[READING TEXT Boundary: Start]
A United Nations pledging conference for Yemen is seeking record amounts of money to provide life-saving aid for some 19 million of the most destitute people struggling to survive nearly four years of civil war. The U.N. is hoping for a good response to the four-point-two billion-dollar appeal it issued for Yemen in December.

The U.N. reports 80 percent of Yemen’s population, or 24 million people, need humanitarian aid and protection. It warns famine is stalking nearly 10 million people, while millions of others are unable to feed themselves and their families.

U.N. Secretary-General Antonio Guterres, who convened the pledging conference, is appealing to international donors to respond generously to what he calls “a crisis of devastating proportions.”

FILE - Children displaced from the Red Sea port city of Hodeida stand in thei
FILE – Children displaced from the Red Sea port city of Hodeida stand in their shelter in Sana’a, Yemen, Nov. 1, 2018.

He noted that tens of thousands of people have been killed or injured since the conflict escalated in March 2015. That is when the Saudi-led coalition began its bombing campaign against the Houthi rebels in support of the Yemeni government.

As in all conflicts, Guterres said, children, who did not start the war, are paying the highest price.

“Some 360,000 children are suffering from severe acute malnutrition, fighting for their lives every day. One credible report put the number of children under five who have died of starvation at more than 80,000,” he said.

Guterres said more than three million people have been forcibly displaced from their homes, adding that nearly 20 million people lack adequate medical care because the health care system has largely collapsed. Some two million children are out of school, robbing them of a future.

Though aid agencies are chronically underfunded, Guterres noted whatever money is received is put to good use. For example, he said, aid agencies successfully stopped the spread of the 2017 cholera epidemic, the worst in the country’s history. He also said the World Food Program is feeding 8 million people a month.
[READING TEXT Boundary: End]
[RECORDS PROVIDED Boundary: Start]
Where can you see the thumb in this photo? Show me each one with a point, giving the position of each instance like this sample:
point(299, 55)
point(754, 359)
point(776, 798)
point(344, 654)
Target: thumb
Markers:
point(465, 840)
[RECORDS PROVIDED Boundary: End]
• WHAT YOU NEED TO DO
Rework the Yemen aid article, copying everything from "U.N. Secretary-General Antonio" down to "Nov. 1, 2018." with "international donors" replaced by "donor nations".

• SOLUTION TO THE PROBLEM
U.N. Secretary-General Antonio Guterres, who convened the pledging conference, is appealing to donor nations to respond generously to what he calls “a crisis of devastating proportions.”

FILE - Children displaced from the Red Sea port city of Hodeida stand in thei
FILE – Children displaced from the Red Sea port city of Hodeida stand in their shelter in Sana’a, Yemen, Nov. 1, 2018.